→ **PROBLEM TO WORK ON**:
Drop the pictures from the entries below, then reproduce the rest exactly.

→ **SOURCE DATA**:
* start *

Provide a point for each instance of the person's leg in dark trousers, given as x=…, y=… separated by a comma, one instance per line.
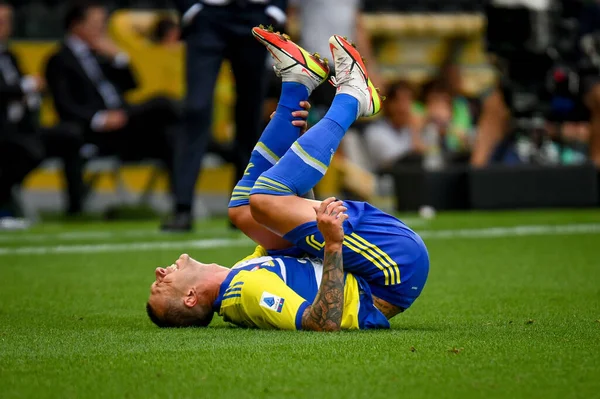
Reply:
x=248, y=61
x=65, y=142
x=150, y=132
x=205, y=52
x=19, y=155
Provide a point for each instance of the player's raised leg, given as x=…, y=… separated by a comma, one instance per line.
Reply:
x=301, y=73
x=273, y=201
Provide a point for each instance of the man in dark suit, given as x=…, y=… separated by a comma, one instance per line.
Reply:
x=23, y=145
x=88, y=77
x=215, y=30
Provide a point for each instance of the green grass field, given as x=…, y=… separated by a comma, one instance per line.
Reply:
x=511, y=310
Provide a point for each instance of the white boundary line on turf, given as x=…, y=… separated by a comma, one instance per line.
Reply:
x=128, y=247
x=532, y=230
x=526, y=230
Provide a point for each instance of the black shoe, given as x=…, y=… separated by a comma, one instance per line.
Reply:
x=180, y=223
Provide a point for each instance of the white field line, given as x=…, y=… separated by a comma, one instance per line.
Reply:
x=128, y=247
x=96, y=235
x=493, y=232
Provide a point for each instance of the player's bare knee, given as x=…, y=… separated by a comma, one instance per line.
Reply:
x=235, y=215
x=261, y=206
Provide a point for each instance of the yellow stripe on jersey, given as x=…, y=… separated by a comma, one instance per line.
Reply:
x=382, y=257
x=258, y=252
x=364, y=251
x=351, y=304
x=264, y=302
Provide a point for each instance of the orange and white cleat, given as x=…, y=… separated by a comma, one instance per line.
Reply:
x=292, y=62
x=351, y=76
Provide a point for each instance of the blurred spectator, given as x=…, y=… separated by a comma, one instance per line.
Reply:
x=88, y=77
x=590, y=27
x=396, y=137
x=23, y=145
x=319, y=20
x=215, y=30
x=166, y=32
x=447, y=120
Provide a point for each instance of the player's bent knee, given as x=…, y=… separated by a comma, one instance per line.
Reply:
x=260, y=206
x=237, y=214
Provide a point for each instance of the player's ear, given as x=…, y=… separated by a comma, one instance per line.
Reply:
x=190, y=299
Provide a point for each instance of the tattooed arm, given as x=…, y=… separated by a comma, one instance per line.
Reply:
x=325, y=314
x=386, y=308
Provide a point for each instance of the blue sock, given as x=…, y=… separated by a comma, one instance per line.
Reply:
x=276, y=139
x=307, y=160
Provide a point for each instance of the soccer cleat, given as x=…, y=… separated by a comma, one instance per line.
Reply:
x=292, y=62
x=351, y=76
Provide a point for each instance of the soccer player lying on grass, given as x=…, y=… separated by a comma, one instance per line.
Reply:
x=266, y=204
x=265, y=292
x=376, y=247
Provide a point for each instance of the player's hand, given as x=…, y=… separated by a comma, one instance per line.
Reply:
x=330, y=221
x=303, y=115
x=105, y=46
x=115, y=120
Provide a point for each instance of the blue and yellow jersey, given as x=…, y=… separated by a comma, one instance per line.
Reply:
x=377, y=247
x=273, y=293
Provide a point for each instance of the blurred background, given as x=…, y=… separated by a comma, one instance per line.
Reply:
x=490, y=104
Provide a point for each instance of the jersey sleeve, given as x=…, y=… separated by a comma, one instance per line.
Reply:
x=264, y=302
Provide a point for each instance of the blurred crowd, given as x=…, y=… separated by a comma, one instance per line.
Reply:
x=431, y=125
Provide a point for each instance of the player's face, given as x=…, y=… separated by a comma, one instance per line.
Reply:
x=178, y=278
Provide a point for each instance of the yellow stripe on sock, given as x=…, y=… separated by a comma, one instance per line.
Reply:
x=267, y=187
x=308, y=159
x=266, y=180
x=266, y=152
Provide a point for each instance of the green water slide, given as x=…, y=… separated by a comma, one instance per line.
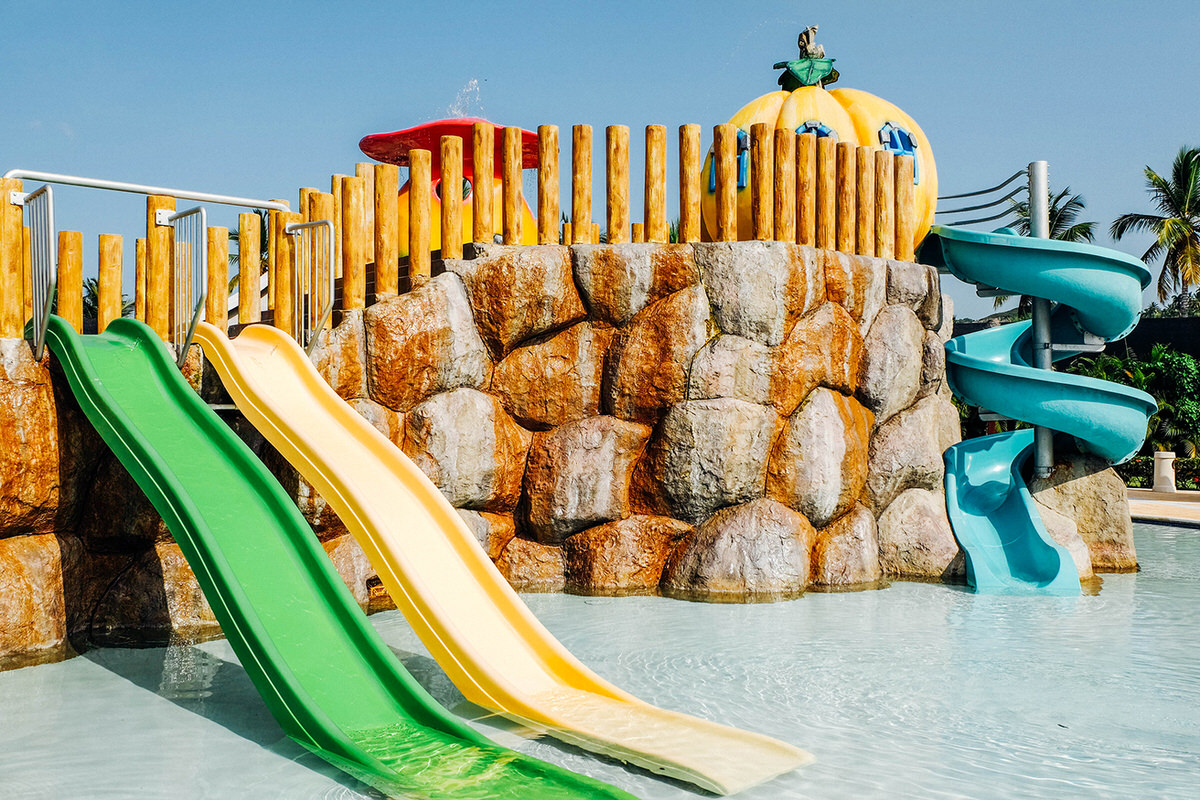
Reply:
x=1098, y=299
x=325, y=674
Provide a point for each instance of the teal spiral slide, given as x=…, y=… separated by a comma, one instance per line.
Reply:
x=1098, y=299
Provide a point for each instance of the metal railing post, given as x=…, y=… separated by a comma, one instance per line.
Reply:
x=1039, y=228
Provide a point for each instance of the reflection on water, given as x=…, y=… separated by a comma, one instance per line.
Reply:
x=917, y=691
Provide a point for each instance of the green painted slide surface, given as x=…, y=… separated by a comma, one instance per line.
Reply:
x=1098, y=296
x=325, y=674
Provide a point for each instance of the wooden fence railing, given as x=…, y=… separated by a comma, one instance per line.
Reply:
x=802, y=188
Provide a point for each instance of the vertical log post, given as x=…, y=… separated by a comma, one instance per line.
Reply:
x=285, y=268
x=387, y=228
x=762, y=184
x=510, y=179
x=547, y=184
x=827, y=193
x=617, y=179
x=483, y=149
x=354, y=256
x=885, y=204
x=12, y=257
x=419, y=167
x=70, y=292
x=725, y=155
x=807, y=188
x=655, y=198
x=785, y=185
x=451, y=197
x=250, y=269
x=581, y=184
x=690, y=163
x=335, y=188
x=108, y=281
x=864, y=176
x=366, y=172
x=906, y=208
x=160, y=265
x=847, y=196
x=216, y=301
x=139, y=280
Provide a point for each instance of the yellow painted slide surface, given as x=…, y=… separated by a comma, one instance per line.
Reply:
x=474, y=624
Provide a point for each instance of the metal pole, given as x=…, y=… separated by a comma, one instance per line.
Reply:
x=1039, y=228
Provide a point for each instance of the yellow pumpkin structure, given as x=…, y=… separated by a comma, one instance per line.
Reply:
x=852, y=115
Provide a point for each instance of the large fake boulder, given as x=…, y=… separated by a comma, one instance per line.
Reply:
x=757, y=551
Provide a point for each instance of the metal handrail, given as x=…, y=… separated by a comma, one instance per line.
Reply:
x=193, y=238
x=43, y=257
x=306, y=281
x=143, y=188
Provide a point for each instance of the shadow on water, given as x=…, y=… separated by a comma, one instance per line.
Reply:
x=219, y=691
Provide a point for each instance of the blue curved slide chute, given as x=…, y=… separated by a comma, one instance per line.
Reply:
x=1098, y=296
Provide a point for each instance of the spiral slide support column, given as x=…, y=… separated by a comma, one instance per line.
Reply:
x=1097, y=295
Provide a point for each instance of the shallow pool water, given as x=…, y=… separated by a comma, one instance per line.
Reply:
x=915, y=691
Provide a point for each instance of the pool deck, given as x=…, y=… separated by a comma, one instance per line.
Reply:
x=1174, y=507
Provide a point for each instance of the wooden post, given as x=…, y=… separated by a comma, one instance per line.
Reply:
x=847, y=193
x=354, y=257
x=885, y=205
x=250, y=269
x=864, y=169
x=108, y=281
x=285, y=268
x=785, y=185
x=725, y=154
x=366, y=172
x=827, y=192
x=419, y=166
x=906, y=208
x=216, y=301
x=581, y=184
x=451, y=205
x=617, y=174
x=335, y=188
x=510, y=179
x=483, y=149
x=387, y=244
x=70, y=304
x=690, y=163
x=139, y=280
x=160, y=266
x=27, y=271
x=547, y=184
x=655, y=198
x=807, y=188
x=762, y=185
x=12, y=259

* end *

→ **EXPECTED ANSWER**:
Provide a point for each instance of the person's leg in dark trousers, given as x=…, y=… separated by a comma, one instance per line.
Reply:
x=248, y=61
x=65, y=142
x=150, y=132
x=205, y=52
x=19, y=155
Provide a point for each instance of the player's raised leg, given as x=…, y=… separated by a comma, one instance per line.
Reply:
x=301, y=73
x=273, y=201
Provide a point for each instance of the man in dark suit, given as x=…, y=… separated by a comma, one instance per line.
Reply:
x=23, y=145
x=88, y=77
x=215, y=30
Provide a point for each instance of the green grass field, given as x=…, y=… separated by a comma, one instance per line.
Reply:
x=511, y=310
Provide a point for each instance of the white boundary line on turf, given as x=…, y=… separated by a comma, one instance per line.
Reply:
x=128, y=247
x=532, y=230
x=526, y=230
Provide a point for each instance of the black shoe, given as x=…, y=… separated by a comma, one instance per line.
Reply:
x=180, y=223
Provide a point for each instance of the white field line, given as x=…, y=… separated by a comma, one instance per line.
Reply:
x=128, y=247
x=96, y=235
x=493, y=232
Provide a point for each instance of the player's bare knee, given as x=…, y=… separated by a comma, one instance per line.
Reply:
x=235, y=215
x=261, y=206
Provide a point for each instance of the yellow stripe on jersey, given as x=…, y=… separated by a comma, one instance per line.
Reply:
x=382, y=257
x=258, y=252
x=364, y=251
x=351, y=304
x=264, y=302
Provide a point for each instance of the orange and white cleat, given as x=…, y=… separated by a comma, one instance per line.
Reply:
x=292, y=62
x=351, y=76
Provide a point for each instance of the blurred spectator, given as x=…, y=… separated by a comma, one instance per line.
Reply:
x=88, y=77
x=590, y=27
x=396, y=137
x=23, y=145
x=319, y=20
x=215, y=30
x=166, y=32
x=447, y=120
Provide a point for each instance of the player's bent knee, given as x=…, y=… separated by a comma, one instance per line.
Reply:
x=260, y=206
x=237, y=214
Provide a point for each instance of the player's ear, given as x=…, y=… separated by a comma, one instance per line.
Reply:
x=190, y=299
Provide a point for each instance of the tattooed arm, given as x=…, y=… separated by a comma, one instance per line.
Reply:
x=325, y=314
x=386, y=308
Provide a point for each instance of the blue sock, given as x=…, y=… separated by a comma, one instance per line.
Reply:
x=276, y=139
x=307, y=160
Provide a point for each instance of the soccer cleat, given as x=…, y=… separated by a comma, one instance per line.
Reply:
x=292, y=62
x=351, y=76
Provide a point for each instance of the soccer player lying on grass, given as x=…, y=… separated by a comma, one instance per line.
Reply:
x=266, y=204
x=265, y=292
x=376, y=247
Provide a point for each instance of the player's hand, given as x=…, y=… separated by a comma, one instance per line.
Reply:
x=330, y=221
x=303, y=115
x=105, y=46
x=115, y=120
Provide a point for each instance of the blue and yellow jersey, given as x=…, y=… separated by a comma, one instance per line.
Reply:
x=377, y=247
x=273, y=293
Provide a point for each instance of the blurred background, given as x=…, y=… separated by a comma, one instance per line.
Reply:
x=490, y=104
Provide a point for each instance of the jersey sleeve, given as x=…, y=… separated by a comma, one instance per line.
Reply:
x=264, y=302
Provide a point for each instance of the blurred crowd, given as x=…, y=… separated by a comma, one instance per line.
Reply:
x=431, y=125
Provide a point for each instance of the player's face, given as x=…, y=… separated by a comma, one instance per line.
Reply:
x=178, y=278
Provide a point for each instance of the yellow stripe on sock, given as x=…, y=… separated by a comma, one instance per line.
Reply:
x=267, y=187
x=308, y=159
x=266, y=180
x=266, y=152
Provide a point for each instance of the green water slide, given as x=…, y=… separated by a comma, one instance per line.
Reply:
x=1098, y=299
x=325, y=674
Provide a point for each instance of the teal spiral slide, given as x=…, y=… separated by a comma, one instance per line.
Reply:
x=1098, y=299
Provide a point for each instance of the metal railing post, given as x=…, y=… separated by a comma, one instance per line.
Reply:
x=1039, y=228
Provide a point for each instance of the reflection on water, given as x=…, y=… separated by a comma, one instance per line.
Reply:
x=917, y=691
Provide a point for each instance of the green painted slide surface, given as x=…, y=… separated by a comma, one instance per line.
Reply:
x=1098, y=296
x=325, y=674
Provide a point for each instance of the wooden fence railing, given as x=…, y=… separated by a comma, one instance per line.
Reply:
x=802, y=188
Provide a point for each instance of the vertical log post, given as x=…, y=… separated by a comma, one instance per line.
Reply:
x=285, y=268
x=387, y=228
x=762, y=184
x=510, y=179
x=547, y=184
x=827, y=193
x=617, y=179
x=483, y=149
x=354, y=256
x=885, y=204
x=12, y=257
x=419, y=167
x=70, y=292
x=725, y=155
x=807, y=188
x=655, y=198
x=785, y=185
x=451, y=197
x=250, y=269
x=581, y=184
x=690, y=163
x=335, y=188
x=108, y=281
x=864, y=176
x=366, y=172
x=906, y=208
x=160, y=265
x=847, y=196
x=216, y=301
x=139, y=280
Provide a point for each instance of the yellow painted slide surface, given as x=…, y=… separated by a comma, one instance per line.
Reply:
x=474, y=624
Provide a point for each instance of the metal pole, given as x=…, y=… separated by a comma, one instance per line.
Reply:
x=1039, y=228
Provide a point for each instance of the yellow pumpkin structure, given as x=…, y=… separated by a comma, one instance per line.
Reply:
x=852, y=115
Provide a point for each instance of the large fake boulder, given as x=…, y=… separated by a comma, one instance per line.
Reply:
x=757, y=551
Provide a point for each instance of the metal handrail, given as x=…, y=… separated by a comma, one instance per line.
Reply:
x=193, y=238
x=43, y=257
x=306, y=281
x=143, y=188
Provide a point for each instance of the shadow on water, given as x=…, y=… separated by a comma, one instance per line.
Reply:
x=219, y=691
Provide a point for each instance of the blue curved slide chute, given as x=…, y=… separated by a comma, one instance per line.
Reply:
x=1098, y=296
Provide a point for each instance of the spiral slide support column, given as x=…, y=… separated by a comma, one instance per line.
Reply:
x=1097, y=295
Provide a point for each instance of the shallow pool water, given as x=…, y=… separated by a comma, one instance per line.
Reply:
x=915, y=691
Provide a point for each instance of the pool deck, given as x=…, y=… separated by a comma, one instance per line.
Reply:
x=1174, y=507
Provide a point for each instance of the wooden post, given as x=…, y=… separated by a comma, one instance per line.
Reply:
x=847, y=193
x=354, y=257
x=885, y=205
x=250, y=269
x=864, y=169
x=108, y=281
x=285, y=268
x=785, y=185
x=725, y=154
x=366, y=172
x=827, y=192
x=419, y=166
x=906, y=208
x=216, y=301
x=581, y=184
x=451, y=205
x=617, y=174
x=335, y=188
x=510, y=179
x=483, y=149
x=387, y=244
x=70, y=304
x=690, y=163
x=139, y=280
x=160, y=266
x=27, y=271
x=547, y=184
x=655, y=198
x=807, y=188
x=762, y=185
x=12, y=259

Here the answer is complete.